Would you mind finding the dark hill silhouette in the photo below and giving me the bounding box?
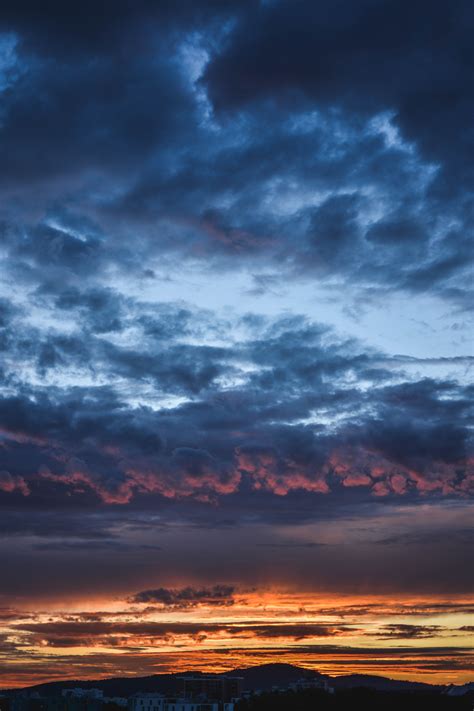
[232,663,326,690]
[2,663,445,696]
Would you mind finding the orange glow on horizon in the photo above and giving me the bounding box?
[1,591,473,689]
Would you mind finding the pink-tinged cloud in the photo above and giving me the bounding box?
[8,439,472,505]
[40,466,158,505]
[0,470,30,496]
[236,449,329,495]
[38,451,243,505]
[122,462,242,503]
[328,454,372,487]
[328,446,472,498]
[0,427,48,447]
[327,450,377,488]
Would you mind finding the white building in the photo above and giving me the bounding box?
[128,694,165,711]
[162,703,219,711]
[61,691,104,700]
[128,695,231,711]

====

• [Work to be completed]: Leaving the pictures out, give back each line above exactly.

• [Worked solution]:
Would you mind finding the dark hill silhouette in the photo below and giving me the bounding box?
[232,663,326,690]
[2,663,445,696]
Would you mind finding the orange glow on horizon in the photo above and giving me the bounding box?
[1,591,473,689]
Would you mind finding the pink-tinged cloud in the photo above and giving me the bounding box?
[8,439,472,505]
[40,466,158,505]
[0,470,30,496]
[236,449,329,495]
[38,451,243,505]
[122,462,242,503]
[328,454,372,487]
[328,446,472,498]
[0,427,48,447]
[327,450,377,488]
Would you mind finding the white building in the photo above and giving me the bounding box?
[128,694,165,711]
[162,703,219,711]
[61,691,104,700]
[128,695,231,711]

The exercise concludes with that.